[start]
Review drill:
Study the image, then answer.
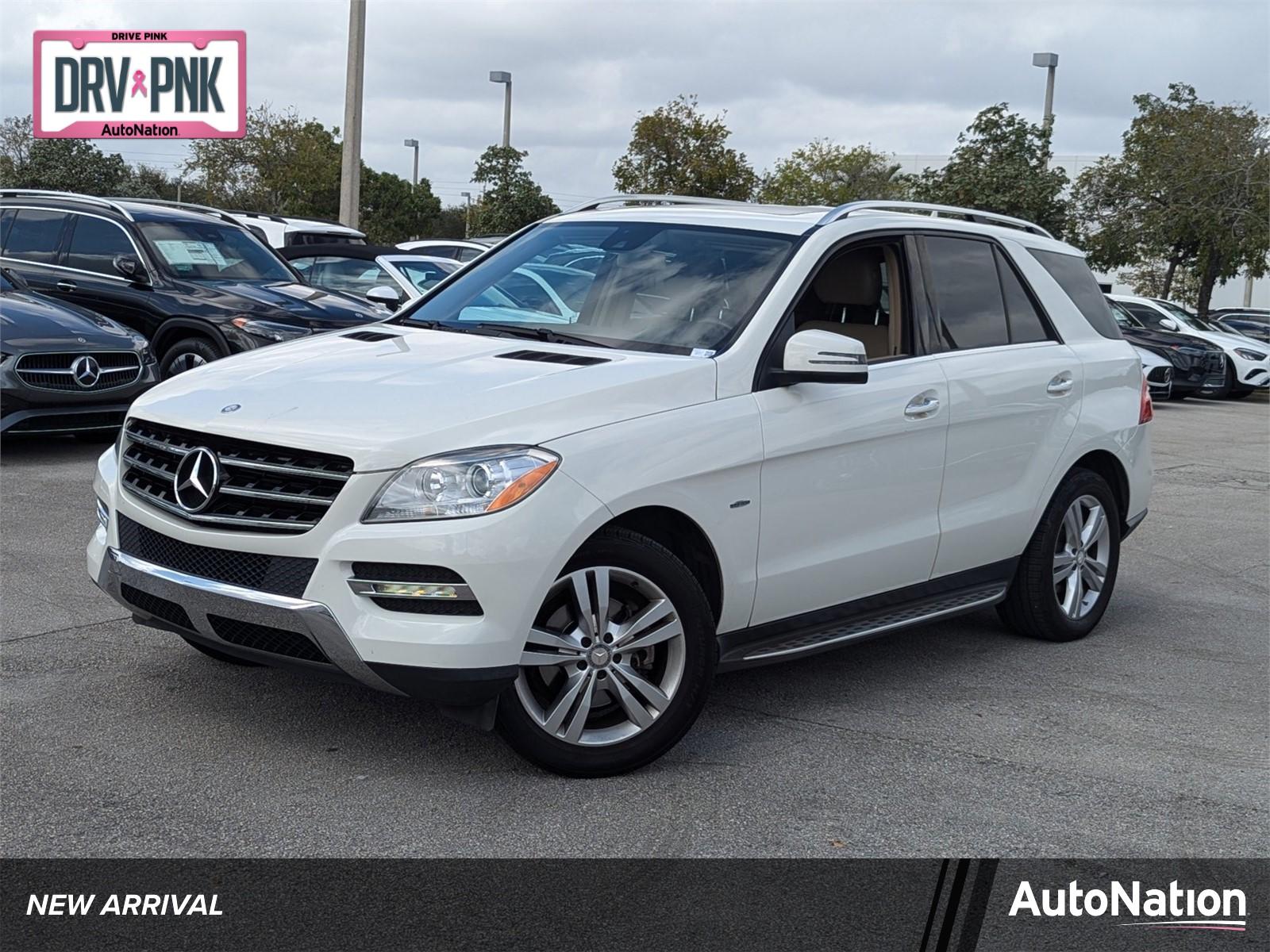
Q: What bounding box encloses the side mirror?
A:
[366,284,402,311]
[112,255,150,284]
[773,330,868,386]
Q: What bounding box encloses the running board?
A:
[719,560,1014,670]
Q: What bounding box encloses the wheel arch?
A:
[591,505,724,624]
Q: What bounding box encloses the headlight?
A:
[362,447,560,522]
[230,317,313,343]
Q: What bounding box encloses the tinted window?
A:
[66,214,137,274]
[995,248,1050,344]
[4,208,66,264]
[926,237,1010,351]
[1027,248,1137,339]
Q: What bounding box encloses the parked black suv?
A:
[1107,297,1226,400]
[0,189,383,377]
[0,267,159,440]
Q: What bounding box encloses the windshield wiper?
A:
[472,321,614,349]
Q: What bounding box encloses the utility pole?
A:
[339,0,366,228]
[404,138,419,188]
[489,70,512,148]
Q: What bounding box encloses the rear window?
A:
[1027,248,1122,340]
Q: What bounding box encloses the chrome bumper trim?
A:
[95,547,404,694]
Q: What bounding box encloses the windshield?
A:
[141,221,296,282]
[395,222,794,353]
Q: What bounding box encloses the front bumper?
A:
[87,449,610,707]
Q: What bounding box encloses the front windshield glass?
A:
[141,221,296,282]
[395,222,794,353]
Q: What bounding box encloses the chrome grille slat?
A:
[121,419,353,533]
[14,351,142,393]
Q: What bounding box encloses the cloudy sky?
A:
[0,0,1270,207]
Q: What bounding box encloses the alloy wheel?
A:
[1054,495,1111,620]
[516,566,686,747]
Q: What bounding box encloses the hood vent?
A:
[498,351,608,367]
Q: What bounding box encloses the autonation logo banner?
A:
[34,29,246,138]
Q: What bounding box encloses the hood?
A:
[132,326,715,471]
[175,281,385,328]
[0,290,138,351]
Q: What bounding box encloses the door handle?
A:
[1045,370,1076,396]
[904,391,940,420]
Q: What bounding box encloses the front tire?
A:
[160,338,222,379]
[498,528,718,777]
[997,470,1120,641]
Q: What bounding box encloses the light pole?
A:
[489,70,512,148]
[402,138,419,188]
[339,0,366,228]
[1033,53,1058,129]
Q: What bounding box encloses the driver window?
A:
[794,243,910,362]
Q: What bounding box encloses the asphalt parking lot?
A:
[0,395,1270,857]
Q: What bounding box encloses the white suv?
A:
[87,195,1151,776]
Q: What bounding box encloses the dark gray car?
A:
[0,268,159,436]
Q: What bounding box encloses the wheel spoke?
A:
[1063,501,1081,548]
[614,664,671,711]
[564,673,595,744]
[1054,551,1076,585]
[614,598,682,651]
[608,674,652,728]
[1080,505,1107,548]
[542,671,592,734]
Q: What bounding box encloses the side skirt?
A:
[719,559,1018,671]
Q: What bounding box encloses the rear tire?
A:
[997,470,1120,641]
[160,338,224,379]
[180,635,262,668]
[498,528,719,777]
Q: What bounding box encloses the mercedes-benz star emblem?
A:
[173,447,221,512]
[71,354,102,390]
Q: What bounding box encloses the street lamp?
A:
[404,138,419,186]
[489,70,512,148]
[1033,53,1058,129]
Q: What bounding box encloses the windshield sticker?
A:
[155,240,229,271]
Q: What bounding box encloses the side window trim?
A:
[751,228,937,392]
[913,230,1063,354]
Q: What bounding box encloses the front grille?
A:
[119,512,318,598]
[207,614,330,664]
[122,419,353,532]
[119,584,194,631]
[17,351,141,393]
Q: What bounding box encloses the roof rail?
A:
[817,199,1054,239]
[0,188,132,221]
[106,198,241,225]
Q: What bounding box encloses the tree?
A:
[358,163,441,245]
[758,138,910,205]
[913,103,1067,235]
[1072,83,1270,315]
[471,146,560,235]
[0,116,132,195]
[614,95,758,202]
[184,104,341,218]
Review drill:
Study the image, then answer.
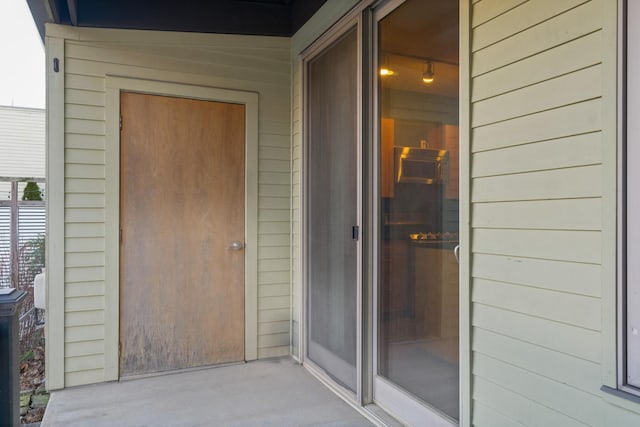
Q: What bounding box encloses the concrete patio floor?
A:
[42,358,372,427]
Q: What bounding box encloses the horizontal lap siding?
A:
[471,0,620,426]
[58,30,291,386]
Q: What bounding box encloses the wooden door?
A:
[120,92,245,376]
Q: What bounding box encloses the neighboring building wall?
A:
[47,25,291,388]
[0,106,45,200]
[471,0,640,426]
[291,0,358,357]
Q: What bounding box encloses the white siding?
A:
[0,105,45,200]
[0,106,45,178]
[48,26,291,386]
[470,0,640,426]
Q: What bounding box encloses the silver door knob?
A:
[227,240,244,251]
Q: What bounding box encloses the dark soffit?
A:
[27,0,326,39]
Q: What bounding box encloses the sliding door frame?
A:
[299,0,471,426]
[300,11,364,405]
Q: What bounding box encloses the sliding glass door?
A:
[374,0,459,425]
[304,0,460,426]
[306,28,358,393]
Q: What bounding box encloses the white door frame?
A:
[104,76,258,381]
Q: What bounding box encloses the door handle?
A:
[227,240,244,251]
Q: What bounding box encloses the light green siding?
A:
[48,26,291,388]
[470,0,640,427]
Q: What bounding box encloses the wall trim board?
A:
[104,75,259,381]
[45,35,65,390]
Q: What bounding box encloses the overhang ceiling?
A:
[27,0,326,39]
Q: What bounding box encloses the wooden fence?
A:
[0,177,46,347]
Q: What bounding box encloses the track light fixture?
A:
[422,60,435,84]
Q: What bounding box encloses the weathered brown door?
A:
[120,92,245,376]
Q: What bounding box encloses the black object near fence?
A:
[0,177,46,350]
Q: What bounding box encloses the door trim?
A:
[299,15,363,404]
[104,76,258,381]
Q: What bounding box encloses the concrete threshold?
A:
[41,358,372,427]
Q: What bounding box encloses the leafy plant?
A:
[22,182,42,201]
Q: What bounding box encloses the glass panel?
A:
[308,29,357,390]
[377,0,459,419]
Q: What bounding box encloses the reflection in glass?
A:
[378,0,459,419]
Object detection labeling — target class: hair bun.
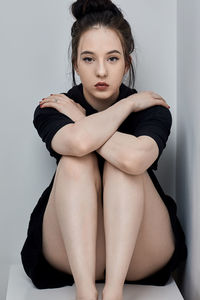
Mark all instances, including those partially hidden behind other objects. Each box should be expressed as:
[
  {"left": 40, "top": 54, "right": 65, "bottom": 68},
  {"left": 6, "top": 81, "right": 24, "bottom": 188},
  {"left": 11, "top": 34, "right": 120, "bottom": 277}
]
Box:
[{"left": 71, "top": 0, "right": 122, "bottom": 20}]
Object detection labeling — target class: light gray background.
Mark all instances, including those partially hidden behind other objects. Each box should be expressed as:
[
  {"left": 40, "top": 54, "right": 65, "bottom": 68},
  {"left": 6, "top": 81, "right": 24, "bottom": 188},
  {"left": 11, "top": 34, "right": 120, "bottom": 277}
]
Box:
[{"left": 0, "top": 0, "right": 200, "bottom": 300}]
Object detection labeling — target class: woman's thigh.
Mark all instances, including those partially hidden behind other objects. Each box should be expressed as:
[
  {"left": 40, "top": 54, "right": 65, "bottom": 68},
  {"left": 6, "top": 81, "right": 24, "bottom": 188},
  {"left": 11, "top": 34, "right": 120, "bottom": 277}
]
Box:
[
  {"left": 43, "top": 153, "right": 105, "bottom": 279},
  {"left": 126, "top": 171, "right": 175, "bottom": 281}
]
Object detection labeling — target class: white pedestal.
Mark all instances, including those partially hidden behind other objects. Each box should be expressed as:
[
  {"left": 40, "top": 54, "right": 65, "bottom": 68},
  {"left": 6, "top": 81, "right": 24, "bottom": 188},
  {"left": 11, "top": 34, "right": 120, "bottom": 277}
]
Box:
[{"left": 6, "top": 264, "right": 183, "bottom": 300}]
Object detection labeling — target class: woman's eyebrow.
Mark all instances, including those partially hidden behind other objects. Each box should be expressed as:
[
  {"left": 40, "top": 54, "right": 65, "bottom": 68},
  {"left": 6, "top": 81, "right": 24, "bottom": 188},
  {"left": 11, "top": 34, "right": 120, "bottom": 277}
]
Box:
[{"left": 81, "top": 50, "right": 121, "bottom": 55}]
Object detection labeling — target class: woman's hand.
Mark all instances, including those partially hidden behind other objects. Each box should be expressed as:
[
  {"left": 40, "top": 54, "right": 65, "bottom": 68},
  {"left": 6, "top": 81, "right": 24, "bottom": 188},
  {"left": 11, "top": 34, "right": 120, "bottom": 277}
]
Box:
[
  {"left": 127, "top": 91, "right": 170, "bottom": 112},
  {"left": 40, "top": 94, "right": 86, "bottom": 122}
]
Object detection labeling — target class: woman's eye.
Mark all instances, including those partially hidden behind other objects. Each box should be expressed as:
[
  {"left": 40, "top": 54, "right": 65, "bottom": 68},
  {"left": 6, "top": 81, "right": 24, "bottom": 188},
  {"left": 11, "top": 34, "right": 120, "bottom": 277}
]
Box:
[
  {"left": 109, "top": 56, "right": 119, "bottom": 62},
  {"left": 83, "top": 57, "right": 92, "bottom": 62}
]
[end]
Rewrite the data from the line that contains "Q: What bounding box encloses the side window" through the line that contains "[106,198,241,225]", both included, keeping the requests as they are. Multiply every bounding-box coordinate in the answers by 0.55 and round each to a whole number, with halves rounded up.

Q: What bounding box encloses the side window trim?
A:
[413,125,515,216]
[502,127,585,195]
Q: What bounding box encloses the front grille?
A:
[65,282,175,329]
[114,338,182,365]
[67,230,194,293]
[65,321,107,347]
[9,193,78,216]
Q: What bounding box encloses the roof rail?
A:
[449,109,580,131]
[0,103,73,122]
[58,109,133,124]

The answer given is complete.